It appears that foreign portfolio investors (FPIs), who were aggressively buying Indian equities in April and early May in the cash segment, are now turning cautious and potentially selling at higher levels.
FPIs’ buying of Indian equities stood at a meagre ₹135.98 crore on May 26, even as the Nifty 50 closed with a healthy gain of 0.60 per cent. They are still net buyers of Indian equities worth nearly ₹12,328 crore in the cash segment this month. However, the trend over the last several sessions indicates that the momentum is losing steam.
The Indian stock market’s stretched valuation and mixed Q4 results could be the key factors behind FPI selling at higher levels. However, the dollar’s weakness seems to have capped the foreign capital outflow.
As the Indian stock market navigates a plethora of uncertainties related to US President Donald Trump’s tariff policies, the interest rate trajectory of the US Federal Reserve, and global economic growth, it seems difficult to predict whether FPIs will continue pouring money into the Indian stock market in the short term.
Will the Indian stock market suffer a deep crash in case of an FPI selling?
While FPI selling could weigh on Indian stock market sentiment, it is unlikely that the domestic market will see a deep crash. This is because of the bright growth outlook of the Indian economy.
Five key factors that may keep the Indian stock market resilient in FY26 amid FPI selloff
1. Healthy monsoon
The monsoon is expected to remain above normal this season. Monsoon winds hit the Kerala coast on May 24, eight days before the normal date of 1 June.

+ + +

__Problem description__: Reproduce the article on foreign investors in Indian equities from "The Indian stock market’s" up to and including "the short term.", changing "stretched valuation" to "elevated valuation" throughout.

+ + +

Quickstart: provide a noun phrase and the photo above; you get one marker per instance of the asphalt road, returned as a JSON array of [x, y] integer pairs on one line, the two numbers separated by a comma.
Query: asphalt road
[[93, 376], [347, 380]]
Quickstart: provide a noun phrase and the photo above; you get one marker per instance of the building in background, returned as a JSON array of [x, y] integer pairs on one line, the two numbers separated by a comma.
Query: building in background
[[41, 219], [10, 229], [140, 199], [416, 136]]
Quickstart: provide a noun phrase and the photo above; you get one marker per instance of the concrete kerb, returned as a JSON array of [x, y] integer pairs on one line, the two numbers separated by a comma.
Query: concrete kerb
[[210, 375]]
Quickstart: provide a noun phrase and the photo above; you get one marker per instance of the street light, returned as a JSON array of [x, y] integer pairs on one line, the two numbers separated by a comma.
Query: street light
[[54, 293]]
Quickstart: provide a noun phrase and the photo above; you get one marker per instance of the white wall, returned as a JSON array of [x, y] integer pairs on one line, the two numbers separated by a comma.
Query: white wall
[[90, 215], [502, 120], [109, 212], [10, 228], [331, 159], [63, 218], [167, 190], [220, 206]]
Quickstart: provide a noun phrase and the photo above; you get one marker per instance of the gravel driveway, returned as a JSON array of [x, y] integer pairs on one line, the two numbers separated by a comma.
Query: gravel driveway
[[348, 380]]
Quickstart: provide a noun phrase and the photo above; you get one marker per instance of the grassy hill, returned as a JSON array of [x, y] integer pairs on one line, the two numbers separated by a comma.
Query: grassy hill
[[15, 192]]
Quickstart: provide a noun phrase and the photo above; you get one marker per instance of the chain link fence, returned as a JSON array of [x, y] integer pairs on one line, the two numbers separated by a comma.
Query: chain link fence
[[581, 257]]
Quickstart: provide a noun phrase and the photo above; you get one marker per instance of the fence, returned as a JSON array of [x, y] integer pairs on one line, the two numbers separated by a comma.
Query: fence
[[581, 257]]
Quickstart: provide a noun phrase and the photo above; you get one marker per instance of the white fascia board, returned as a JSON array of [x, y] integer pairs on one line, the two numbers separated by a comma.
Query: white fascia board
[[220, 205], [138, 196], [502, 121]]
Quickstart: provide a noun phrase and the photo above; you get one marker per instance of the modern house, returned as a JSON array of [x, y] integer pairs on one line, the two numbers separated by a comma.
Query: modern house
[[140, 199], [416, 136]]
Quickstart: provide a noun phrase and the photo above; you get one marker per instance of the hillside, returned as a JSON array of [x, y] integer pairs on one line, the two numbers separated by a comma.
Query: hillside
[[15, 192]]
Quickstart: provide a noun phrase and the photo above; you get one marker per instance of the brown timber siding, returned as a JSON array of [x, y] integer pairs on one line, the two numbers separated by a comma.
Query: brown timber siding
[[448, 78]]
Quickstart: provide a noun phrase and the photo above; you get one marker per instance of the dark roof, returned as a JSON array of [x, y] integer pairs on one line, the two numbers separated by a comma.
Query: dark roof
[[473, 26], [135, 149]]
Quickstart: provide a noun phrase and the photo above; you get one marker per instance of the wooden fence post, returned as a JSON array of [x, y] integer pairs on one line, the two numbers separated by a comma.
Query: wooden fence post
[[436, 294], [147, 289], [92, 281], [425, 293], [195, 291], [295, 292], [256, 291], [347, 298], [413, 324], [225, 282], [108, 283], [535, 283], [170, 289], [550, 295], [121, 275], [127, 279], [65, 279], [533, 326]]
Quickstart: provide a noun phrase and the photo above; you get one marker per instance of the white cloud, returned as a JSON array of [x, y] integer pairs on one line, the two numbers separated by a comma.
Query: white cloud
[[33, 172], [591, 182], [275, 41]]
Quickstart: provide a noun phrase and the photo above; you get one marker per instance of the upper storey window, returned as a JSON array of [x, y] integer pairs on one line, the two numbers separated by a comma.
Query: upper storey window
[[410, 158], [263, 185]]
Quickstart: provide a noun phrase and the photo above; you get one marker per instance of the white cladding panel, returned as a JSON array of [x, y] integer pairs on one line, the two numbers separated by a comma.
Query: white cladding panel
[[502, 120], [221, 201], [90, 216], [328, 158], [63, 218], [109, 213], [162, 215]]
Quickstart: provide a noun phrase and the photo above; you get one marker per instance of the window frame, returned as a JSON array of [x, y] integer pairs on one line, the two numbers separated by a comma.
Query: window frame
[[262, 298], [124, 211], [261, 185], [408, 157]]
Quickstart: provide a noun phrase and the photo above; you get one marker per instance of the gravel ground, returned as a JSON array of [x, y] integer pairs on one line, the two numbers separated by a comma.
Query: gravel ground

+ + +

__Reply to the exercise__:
The Indian stock market’s elevated valuation and mixed Q4 results could be the key factors behind FPI selling at higher levels. However, the dollar’s weakness seems to have capped the foreign capital outflow.
As the Indian stock market navigates a plethora of uncertainties related to US President Donald Trump’s tariff policies, the interest rate trajectory of the US Federal Reserve, and global economic growth, it seems difficult to predict whether FPIs will continue pouring money into the Indian stock market in the short term.